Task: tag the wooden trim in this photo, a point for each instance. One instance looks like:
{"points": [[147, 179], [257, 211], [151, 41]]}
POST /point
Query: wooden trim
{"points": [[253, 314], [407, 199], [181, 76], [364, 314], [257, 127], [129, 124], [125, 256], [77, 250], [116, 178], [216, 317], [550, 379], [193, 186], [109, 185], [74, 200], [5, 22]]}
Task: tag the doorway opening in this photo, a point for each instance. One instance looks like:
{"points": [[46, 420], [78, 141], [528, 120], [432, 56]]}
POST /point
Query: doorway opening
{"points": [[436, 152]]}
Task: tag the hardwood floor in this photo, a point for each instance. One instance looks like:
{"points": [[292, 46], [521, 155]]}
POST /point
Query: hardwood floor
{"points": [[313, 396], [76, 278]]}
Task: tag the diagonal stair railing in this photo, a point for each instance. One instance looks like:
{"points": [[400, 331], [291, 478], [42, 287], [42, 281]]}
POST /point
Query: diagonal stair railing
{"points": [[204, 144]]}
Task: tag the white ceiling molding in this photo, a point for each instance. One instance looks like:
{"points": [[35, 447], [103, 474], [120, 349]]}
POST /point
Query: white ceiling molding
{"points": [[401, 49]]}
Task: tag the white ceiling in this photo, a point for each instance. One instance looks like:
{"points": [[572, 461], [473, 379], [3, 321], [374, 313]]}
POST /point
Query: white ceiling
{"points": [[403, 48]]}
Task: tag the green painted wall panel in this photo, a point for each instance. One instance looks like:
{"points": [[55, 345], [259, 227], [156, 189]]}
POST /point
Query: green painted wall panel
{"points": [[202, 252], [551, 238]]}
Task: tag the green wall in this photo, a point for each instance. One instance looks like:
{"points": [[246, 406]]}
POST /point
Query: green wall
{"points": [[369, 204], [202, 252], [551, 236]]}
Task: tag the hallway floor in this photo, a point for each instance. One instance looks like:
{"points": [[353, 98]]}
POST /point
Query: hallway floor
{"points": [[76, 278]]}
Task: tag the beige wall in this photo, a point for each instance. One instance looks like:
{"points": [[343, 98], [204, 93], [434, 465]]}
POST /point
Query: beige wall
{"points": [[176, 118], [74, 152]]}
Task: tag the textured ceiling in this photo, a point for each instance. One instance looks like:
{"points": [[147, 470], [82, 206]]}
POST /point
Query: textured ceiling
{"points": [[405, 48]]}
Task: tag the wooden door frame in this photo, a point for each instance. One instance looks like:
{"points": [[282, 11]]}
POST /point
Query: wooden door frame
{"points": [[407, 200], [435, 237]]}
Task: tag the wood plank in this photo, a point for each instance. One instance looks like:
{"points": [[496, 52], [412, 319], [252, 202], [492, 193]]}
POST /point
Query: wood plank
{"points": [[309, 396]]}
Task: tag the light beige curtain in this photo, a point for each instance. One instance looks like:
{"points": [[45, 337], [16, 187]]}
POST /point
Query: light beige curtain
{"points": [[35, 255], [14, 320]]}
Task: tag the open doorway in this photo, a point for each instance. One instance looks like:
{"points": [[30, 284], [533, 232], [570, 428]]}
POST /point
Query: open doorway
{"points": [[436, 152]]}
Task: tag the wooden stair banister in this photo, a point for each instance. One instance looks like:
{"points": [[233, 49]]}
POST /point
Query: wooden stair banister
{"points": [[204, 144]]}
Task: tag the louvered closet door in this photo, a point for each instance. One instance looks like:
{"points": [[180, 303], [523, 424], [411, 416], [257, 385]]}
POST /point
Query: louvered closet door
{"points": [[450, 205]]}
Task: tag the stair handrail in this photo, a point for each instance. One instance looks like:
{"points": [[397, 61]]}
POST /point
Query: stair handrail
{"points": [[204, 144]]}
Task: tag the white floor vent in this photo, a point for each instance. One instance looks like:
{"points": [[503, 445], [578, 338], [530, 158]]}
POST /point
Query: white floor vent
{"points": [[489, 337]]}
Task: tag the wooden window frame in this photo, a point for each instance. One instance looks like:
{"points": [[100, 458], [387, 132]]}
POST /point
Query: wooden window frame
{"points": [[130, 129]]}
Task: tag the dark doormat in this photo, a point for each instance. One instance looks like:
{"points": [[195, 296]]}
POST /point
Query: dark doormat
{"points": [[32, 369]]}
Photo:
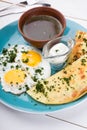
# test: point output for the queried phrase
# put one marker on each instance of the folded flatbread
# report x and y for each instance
(65, 86)
(80, 47)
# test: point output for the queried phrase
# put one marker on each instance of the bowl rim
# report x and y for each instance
(39, 8)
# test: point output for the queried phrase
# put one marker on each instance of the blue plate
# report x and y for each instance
(24, 102)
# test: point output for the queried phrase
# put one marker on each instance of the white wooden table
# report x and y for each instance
(72, 118)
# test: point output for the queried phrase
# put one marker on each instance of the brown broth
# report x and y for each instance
(42, 27)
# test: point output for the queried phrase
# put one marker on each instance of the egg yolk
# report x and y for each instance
(14, 77)
(31, 58)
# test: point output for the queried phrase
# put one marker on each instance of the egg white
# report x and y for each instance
(34, 74)
(15, 89)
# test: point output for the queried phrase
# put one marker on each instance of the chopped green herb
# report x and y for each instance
(83, 62)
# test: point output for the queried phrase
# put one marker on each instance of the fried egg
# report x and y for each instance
(31, 59)
(15, 79)
(21, 66)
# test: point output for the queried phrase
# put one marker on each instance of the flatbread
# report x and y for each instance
(65, 86)
(80, 47)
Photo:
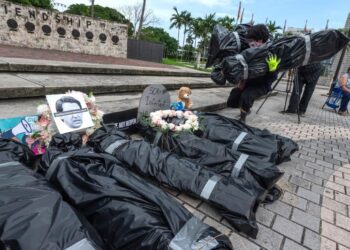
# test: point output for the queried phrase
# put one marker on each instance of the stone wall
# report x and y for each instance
(38, 28)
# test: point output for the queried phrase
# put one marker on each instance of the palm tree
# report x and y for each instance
(186, 21)
(195, 29)
(272, 27)
(176, 21)
(141, 20)
(92, 7)
(227, 22)
(207, 24)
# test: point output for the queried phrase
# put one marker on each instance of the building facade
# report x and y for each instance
(32, 27)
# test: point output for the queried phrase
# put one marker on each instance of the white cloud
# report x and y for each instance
(208, 3)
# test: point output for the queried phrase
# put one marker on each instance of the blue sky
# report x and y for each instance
(296, 12)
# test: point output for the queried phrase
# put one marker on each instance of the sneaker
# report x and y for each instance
(288, 112)
(243, 116)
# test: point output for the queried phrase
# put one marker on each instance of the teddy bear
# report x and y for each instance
(184, 96)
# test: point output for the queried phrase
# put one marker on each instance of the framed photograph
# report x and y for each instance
(69, 112)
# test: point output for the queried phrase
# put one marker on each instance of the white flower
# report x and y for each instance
(187, 126)
(165, 126)
(192, 118)
(43, 108)
(179, 114)
(178, 128)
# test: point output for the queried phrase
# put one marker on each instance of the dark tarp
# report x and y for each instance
(127, 211)
(15, 151)
(253, 61)
(235, 198)
(33, 216)
(291, 50)
(226, 43)
(241, 137)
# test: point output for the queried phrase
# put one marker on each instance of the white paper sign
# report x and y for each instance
(70, 112)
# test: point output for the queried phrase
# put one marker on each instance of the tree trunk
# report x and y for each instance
(141, 20)
(183, 43)
(92, 8)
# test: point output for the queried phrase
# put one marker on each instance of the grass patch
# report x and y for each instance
(174, 62)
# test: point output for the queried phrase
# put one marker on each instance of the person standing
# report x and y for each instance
(345, 86)
(308, 76)
(248, 91)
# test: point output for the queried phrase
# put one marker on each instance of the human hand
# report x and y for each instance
(273, 63)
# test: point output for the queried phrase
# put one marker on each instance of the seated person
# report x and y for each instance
(345, 86)
(248, 91)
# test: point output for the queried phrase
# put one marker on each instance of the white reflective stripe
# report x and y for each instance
(209, 186)
(9, 164)
(241, 59)
(308, 49)
(238, 41)
(115, 145)
(188, 237)
(84, 244)
(54, 165)
(239, 164)
(156, 138)
(238, 141)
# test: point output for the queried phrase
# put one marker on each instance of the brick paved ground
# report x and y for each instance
(55, 55)
(313, 212)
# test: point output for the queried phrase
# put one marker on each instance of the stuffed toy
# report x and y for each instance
(184, 96)
(178, 106)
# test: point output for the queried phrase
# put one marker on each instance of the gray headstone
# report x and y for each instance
(154, 97)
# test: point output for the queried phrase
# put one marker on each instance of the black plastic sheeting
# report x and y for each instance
(286, 146)
(33, 216)
(234, 198)
(224, 43)
(291, 50)
(216, 156)
(15, 151)
(231, 68)
(128, 212)
(259, 143)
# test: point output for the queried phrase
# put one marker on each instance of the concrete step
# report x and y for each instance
(19, 85)
(209, 99)
(24, 65)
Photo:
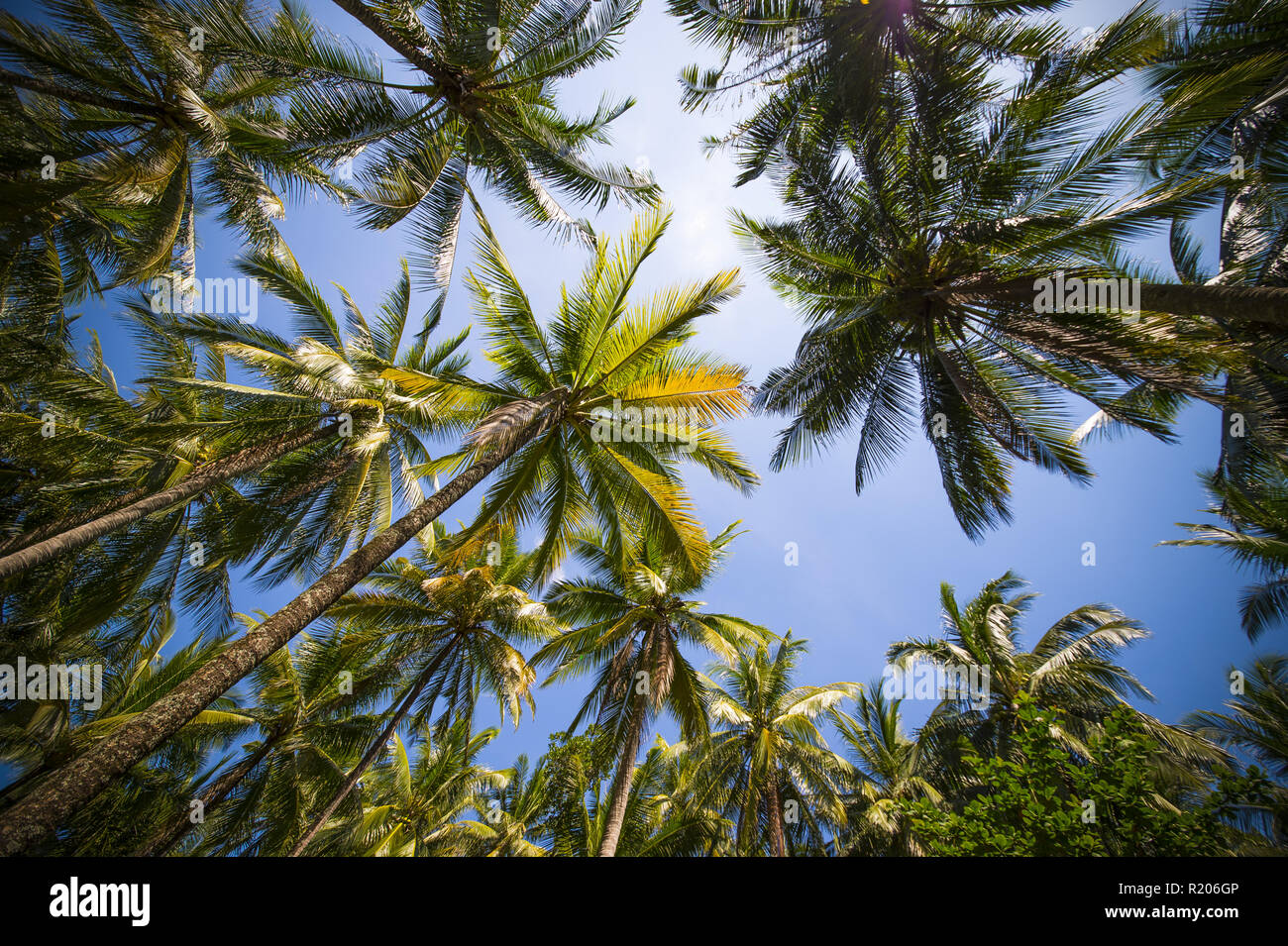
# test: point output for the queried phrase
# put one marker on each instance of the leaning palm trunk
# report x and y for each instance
(69, 534)
(213, 796)
(368, 761)
(621, 790)
(84, 778)
(777, 841)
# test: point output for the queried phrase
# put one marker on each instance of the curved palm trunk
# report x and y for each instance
(213, 796)
(84, 778)
(71, 536)
(369, 760)
(621, 791)
(777, 839)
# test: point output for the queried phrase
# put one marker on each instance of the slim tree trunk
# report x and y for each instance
(621, 791)
(205, 476)
(777, 841)
(369, 760)
(84, 778)
(160, 843)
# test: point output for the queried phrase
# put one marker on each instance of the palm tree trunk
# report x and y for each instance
(373, 755)
(160, 843)
(621, 791)
(84, 778)
(777, 841)
(75, 533)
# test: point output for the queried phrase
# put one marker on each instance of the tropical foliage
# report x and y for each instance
(964, 196)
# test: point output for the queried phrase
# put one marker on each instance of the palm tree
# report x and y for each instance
(39, 735)
(536, 426)
(146, 107)
(889, 769)
(1256, 536)
(1072, 668)
(771, 749)
(824, 63)
(923, 274)
(1257, 717)
(450, 627)
(510, 813)
(629, 619)
(668, 812)
(482, 98)
(1222, 81)
(308, 716)
(415, 809)
(369, 444)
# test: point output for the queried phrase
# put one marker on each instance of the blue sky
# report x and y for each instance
(870, 567)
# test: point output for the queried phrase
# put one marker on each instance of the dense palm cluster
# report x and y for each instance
(935, 163)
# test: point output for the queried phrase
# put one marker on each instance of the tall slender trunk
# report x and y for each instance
(777, 841)
(369, 760)
(211, 798)
(621, 790)
(71, 537)
(84, 778)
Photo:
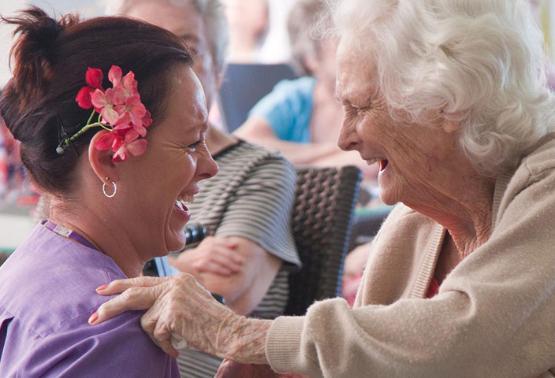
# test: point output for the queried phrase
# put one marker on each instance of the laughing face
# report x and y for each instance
(161, 182)
(413, 159)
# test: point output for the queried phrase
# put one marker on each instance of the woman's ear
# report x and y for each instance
(101, 160)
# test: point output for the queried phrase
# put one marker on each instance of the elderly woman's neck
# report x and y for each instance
(103, 232)
(466, 213)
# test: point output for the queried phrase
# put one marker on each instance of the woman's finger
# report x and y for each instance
(162, 338)
(119, 286)
(134, 298)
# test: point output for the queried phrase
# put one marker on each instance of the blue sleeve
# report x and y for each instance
(288, 109)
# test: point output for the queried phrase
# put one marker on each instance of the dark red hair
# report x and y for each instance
(50, 59)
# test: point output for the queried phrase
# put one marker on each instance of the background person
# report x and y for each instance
(301, 118)
(450, 97)
(107, 218)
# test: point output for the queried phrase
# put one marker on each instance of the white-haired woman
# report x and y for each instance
(450, 98)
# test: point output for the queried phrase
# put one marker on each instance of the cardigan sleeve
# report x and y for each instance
(493, 316)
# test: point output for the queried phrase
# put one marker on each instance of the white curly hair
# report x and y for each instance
(478, 62)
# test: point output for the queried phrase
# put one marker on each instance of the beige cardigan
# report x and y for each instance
(494, 315)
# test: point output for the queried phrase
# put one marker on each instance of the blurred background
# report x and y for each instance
(275, 48)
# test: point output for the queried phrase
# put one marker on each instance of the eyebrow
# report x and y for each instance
(188, 37)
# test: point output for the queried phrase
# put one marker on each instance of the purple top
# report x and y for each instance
(47, 293)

:: GIVEN PROBLEM ::
How many lines in the records above contain the string "painted"? Case counts. Reply with the number only.

:: ANSWER ::
2